Problem details: Whenever a line below includes the word "dress", copy that line.

Records for this exercise:
┌──

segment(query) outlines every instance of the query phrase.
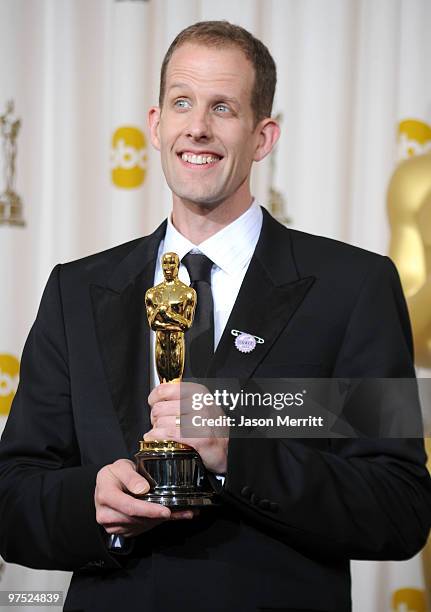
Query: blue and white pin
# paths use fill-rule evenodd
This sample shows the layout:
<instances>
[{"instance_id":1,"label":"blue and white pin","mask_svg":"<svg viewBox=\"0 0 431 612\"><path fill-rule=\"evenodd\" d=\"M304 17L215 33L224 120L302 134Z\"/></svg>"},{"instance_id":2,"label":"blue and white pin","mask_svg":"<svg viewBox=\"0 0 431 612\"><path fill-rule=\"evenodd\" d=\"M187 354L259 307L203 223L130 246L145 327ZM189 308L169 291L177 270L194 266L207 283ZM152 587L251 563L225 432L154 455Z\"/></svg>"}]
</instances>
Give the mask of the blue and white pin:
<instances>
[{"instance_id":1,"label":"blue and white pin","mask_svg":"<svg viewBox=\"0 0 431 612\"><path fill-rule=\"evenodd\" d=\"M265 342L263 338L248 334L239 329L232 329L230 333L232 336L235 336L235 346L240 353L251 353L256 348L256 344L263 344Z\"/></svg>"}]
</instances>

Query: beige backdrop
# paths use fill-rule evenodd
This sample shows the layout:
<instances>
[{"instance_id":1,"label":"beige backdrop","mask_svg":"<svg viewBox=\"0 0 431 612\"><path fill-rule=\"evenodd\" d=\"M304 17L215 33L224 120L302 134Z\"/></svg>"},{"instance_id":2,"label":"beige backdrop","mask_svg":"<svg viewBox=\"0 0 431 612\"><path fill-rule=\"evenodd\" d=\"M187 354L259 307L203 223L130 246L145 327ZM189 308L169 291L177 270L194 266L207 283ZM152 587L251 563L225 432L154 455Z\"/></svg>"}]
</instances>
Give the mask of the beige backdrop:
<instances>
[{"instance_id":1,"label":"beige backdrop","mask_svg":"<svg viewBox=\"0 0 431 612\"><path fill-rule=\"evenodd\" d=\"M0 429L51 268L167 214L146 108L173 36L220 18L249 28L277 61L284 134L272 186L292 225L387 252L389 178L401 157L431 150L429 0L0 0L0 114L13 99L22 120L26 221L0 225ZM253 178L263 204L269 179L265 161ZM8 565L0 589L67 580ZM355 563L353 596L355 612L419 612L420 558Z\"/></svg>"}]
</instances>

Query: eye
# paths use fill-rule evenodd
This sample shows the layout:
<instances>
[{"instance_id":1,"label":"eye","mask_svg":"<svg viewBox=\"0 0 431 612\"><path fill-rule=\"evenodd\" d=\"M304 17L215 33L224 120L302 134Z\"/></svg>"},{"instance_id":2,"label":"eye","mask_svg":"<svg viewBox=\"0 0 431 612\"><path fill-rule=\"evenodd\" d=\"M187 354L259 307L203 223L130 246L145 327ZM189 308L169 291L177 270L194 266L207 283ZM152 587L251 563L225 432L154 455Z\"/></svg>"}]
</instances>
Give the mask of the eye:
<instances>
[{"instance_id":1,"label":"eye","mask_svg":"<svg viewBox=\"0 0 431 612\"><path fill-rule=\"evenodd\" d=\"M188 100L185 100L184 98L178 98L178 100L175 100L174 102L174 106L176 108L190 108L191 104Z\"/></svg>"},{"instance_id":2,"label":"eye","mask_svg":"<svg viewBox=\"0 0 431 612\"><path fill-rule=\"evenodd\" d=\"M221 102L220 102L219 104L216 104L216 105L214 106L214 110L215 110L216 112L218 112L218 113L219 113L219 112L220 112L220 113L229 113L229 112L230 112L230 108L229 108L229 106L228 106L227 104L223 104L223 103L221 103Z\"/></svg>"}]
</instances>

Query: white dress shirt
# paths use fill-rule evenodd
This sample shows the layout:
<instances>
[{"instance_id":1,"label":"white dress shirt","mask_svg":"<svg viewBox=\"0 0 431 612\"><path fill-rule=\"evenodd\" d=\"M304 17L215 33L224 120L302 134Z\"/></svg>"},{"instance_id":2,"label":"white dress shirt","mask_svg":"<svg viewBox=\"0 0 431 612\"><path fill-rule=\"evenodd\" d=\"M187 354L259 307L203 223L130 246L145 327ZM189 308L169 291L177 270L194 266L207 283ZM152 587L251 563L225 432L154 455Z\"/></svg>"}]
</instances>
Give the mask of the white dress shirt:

└──

Answer box:
Query: white dress shirt
[{"instance_id":1,"label":"white dress shirt","mask_svg":"<svg viewBox=\"0 0 431 612\"><path fill-rule=\"evenodd\" d=\"M304 17L215 33L224 120L302 134Z\"/></svg>"},{"instance_id":2,"label":"white dress shirt","mask_svg":"<svg viewBox=\"0 0 431 612\"><path fill-rule=\"evenodd\" d=\"M187 354L259 307L203 223L130 246L145 327ZM189 308L169 291L177 270L194 266L207 283ZM152 587L251 563L225 432L154 455Z\"/></svg>"}]
Give the mask of the white dress shirt:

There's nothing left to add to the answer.